[Stored data entries]
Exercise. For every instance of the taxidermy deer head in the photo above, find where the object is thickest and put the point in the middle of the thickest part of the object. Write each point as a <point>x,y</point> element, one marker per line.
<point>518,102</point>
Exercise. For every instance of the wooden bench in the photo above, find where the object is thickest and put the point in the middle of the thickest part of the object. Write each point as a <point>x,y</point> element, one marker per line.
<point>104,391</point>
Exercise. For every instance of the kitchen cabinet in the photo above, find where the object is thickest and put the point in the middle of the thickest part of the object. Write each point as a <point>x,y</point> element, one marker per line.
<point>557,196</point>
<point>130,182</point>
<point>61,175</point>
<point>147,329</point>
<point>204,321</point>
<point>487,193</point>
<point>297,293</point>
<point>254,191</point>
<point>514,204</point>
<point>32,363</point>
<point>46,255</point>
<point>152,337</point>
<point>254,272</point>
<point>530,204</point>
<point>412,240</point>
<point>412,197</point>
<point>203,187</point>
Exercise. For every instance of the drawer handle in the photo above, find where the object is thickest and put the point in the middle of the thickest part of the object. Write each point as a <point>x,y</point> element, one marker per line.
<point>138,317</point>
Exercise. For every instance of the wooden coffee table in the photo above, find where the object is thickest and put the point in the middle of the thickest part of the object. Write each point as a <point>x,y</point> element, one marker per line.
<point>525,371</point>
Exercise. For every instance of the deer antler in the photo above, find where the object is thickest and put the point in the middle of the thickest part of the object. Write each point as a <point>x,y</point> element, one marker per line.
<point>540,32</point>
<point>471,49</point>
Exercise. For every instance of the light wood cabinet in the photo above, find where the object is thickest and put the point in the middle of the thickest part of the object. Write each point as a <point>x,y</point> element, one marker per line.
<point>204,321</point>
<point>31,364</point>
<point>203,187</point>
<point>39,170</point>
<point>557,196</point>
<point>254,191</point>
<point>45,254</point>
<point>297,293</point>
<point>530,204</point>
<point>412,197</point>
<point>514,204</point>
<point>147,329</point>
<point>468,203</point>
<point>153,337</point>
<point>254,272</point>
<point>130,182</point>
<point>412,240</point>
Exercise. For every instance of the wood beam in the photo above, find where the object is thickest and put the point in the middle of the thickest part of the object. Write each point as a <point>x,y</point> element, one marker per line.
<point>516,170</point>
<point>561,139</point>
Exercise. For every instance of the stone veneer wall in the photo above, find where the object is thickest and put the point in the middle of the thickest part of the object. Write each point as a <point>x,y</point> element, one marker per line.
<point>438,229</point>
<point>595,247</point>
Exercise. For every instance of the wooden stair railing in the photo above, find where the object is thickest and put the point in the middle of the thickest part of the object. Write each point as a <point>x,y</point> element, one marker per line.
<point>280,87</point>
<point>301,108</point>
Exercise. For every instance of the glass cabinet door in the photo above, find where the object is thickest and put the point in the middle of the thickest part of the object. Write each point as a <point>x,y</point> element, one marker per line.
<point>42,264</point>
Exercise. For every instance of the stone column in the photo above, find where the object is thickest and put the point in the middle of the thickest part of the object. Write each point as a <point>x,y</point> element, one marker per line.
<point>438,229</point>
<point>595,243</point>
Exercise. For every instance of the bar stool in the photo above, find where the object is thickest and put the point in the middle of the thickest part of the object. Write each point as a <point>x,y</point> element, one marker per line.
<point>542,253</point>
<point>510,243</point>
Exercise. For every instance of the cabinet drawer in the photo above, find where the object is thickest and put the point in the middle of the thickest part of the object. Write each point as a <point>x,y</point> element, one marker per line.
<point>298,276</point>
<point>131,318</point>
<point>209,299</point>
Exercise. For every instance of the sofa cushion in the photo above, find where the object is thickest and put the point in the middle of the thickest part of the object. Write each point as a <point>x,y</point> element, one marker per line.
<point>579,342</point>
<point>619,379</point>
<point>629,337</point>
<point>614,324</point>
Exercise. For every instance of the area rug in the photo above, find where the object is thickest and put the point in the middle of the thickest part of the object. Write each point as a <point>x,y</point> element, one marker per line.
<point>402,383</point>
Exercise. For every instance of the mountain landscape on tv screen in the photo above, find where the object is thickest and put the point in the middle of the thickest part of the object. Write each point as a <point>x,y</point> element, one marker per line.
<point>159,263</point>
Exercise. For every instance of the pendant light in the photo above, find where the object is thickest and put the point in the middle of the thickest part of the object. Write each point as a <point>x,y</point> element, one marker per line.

(The task) The full set of records should be duplicated exactly.

(Answer to this problem)
Exercise. For every instance of the taxidermy deer head in the photo above, find where the object is thickest and put the point in the middle of the thickest part of the object. Write each point as a <point>x,y</point> element, one marker per line.
<point>518,102</point>
Exercise. For every instance of the wooden bench in the photo above, find where the object is thickest and put the point in the middle of the thickest part of the object. Write each point as a <point>x,y</point> element, one marker per line.
<point>104,391</point>
Exercise. For every instance of the kitchen cabinet in the photo above, find where the object is thickest and put the point in the middle of the thickest part of the object. Write each point as a <point>x,y</point> element, one marker per line.
<point>557,196</point>
<point>130,182</point>
<point>61,175</point>
<point>147,329</point>
<point>204,321</point>
<point>487,193</point>
<point>297,293</point>
<point>254,191</point>
<point>514,204</point>
<point>32,363</point>
<point>46,255</point>
<point>152,337</point>
<point>254,272</point>
<point>530,204</point>
<point>412,240</point>
<point>412,197</point>
<point>203,187</point>
Exercise. For every instance of the drawer handle in the photo above, find where the object is thickest and put the point in the middle of the thickest part of the object. Write each point as a <point>x,y</point> element, one marker per line.
<point>138,317</point>
Exercise. For every instance of the wooden coffee table in the photo above, find where the object is thickest and put the point in the middle of the thickest part of the object. Write each point as a <point>x,y</point> element, one marker per line.
<point>525,371</point>
Exercise. For every instance of the deer antler in the photo above, find where the object is thickest and put the point in the middle of the thickest part of the object. Write each point as a <point>x,y</point> element, one marker per line.
<point>540,32</point>
<point>471,49</point>
Exercise. For every instance of the light wood cabinet in the photo above, find where the object is thickest and put the point in the middle of the thickest part of the object. Write each point as a <point>x,y</point> element, one marker per line.
<point>204,321</point>
<point>31,364</point>
<point>203,187</point>
<point>39,170</point>
<point>557,196</point>
<point>254,191</point>
<point>45,254</point>
<point>297,293</point>
<point>530,204</point>
<point>412,197</point>
<point>514,204</point>
<point>147,329</point>
<point>468,203</point>
<point>153,337</point>
<point>254,272</point>
<point>130,182</point>
<point>412,240</point>
Exercise. For every instance of the wood beam in the photo above, find where the object is thickest and put the point in the middle of the thickest part of the object. Write each point as a <point>x,y</point> element, one marker per line.
<point>516,170</point>
<point>561,139</point>
Exercise. For every instance of the stone veneer wall in the photo above, find where the object is thickest and put the point in the middle of the thickest part of the object. Write each point as a <point>x,y</point> element, one marker per line.
<point>438,229</point>
<point>595,247</point>
Exercise. For every instance of the wooden stair railing in the photo above, find where the object is thickest and put the point in the middle of the thickest part of the object. Write each point as a <point>x,y</point> element, one marker per line.
<point>280,87</point>
<point>301,108</point>
Exercise. For every instance of the glass cabinet door in the photo above, find where the object is thickest and put the point in the middle of the thickest part of the object. Write each point as a <point>x,y</point> element, one marker per line.
<point>42,264</point>
Exercise. For every instance of the stone column in the photo above, find where the object is thickest and put the point in the middle of the thickest part of the object. Write each point as a <point>x,y</point> element, one marker per line.
<point>438,229</point>
<point>595,243</point>
Exercise. For every instance of the bar stool in the photo above, find where the object is thickest and put the point in the middle of the thickest part of the object. Write each point as a <point>x,y</point> element, one marker per line.
<point>542,253</point>
<point>510,243</point>
Exercise. For every instance of the cabinet drawer in the photo above, find where the object is thickest and put the point in the middle of the thickest part of the object. Write each point as a <point>x,y</point> element, one marker per line.
<point>298,276</point>
<point>131,318</point>
<point>209,299</point>
Exercise. For every instance of the sofa cushion in the photo above, find where the object is thickest and put the point in the middle of the thickest part of the object. Write each point as a <point>x,y</point> element, one marker per line.
<point>579,342</point>
<point>619,379</point>
<point>629,337</point>
<point>614,324</point>
Exercise. For every instance of the area rug in the photo above, find where the object is thickest and put the point in the middle of the thickest part of the object. Write each point as a <point>x,y</point> element, one marker per line.
<point>402,383</point>
Exercise. For every instance of the mountain landscape on tv screen in the photo above, find where the object is thickest and put the point in the middle of the thickest part of the object. Write each point as a <point>x,y</point> element, one marker per line.
<point>159,263</point>
Exercise. For every instance of the pendant light in the photo above, find where the object is thickest and put the point in the middle of the thickest part of the object. Write each point as a <point>x,y</point> element, one marker per line.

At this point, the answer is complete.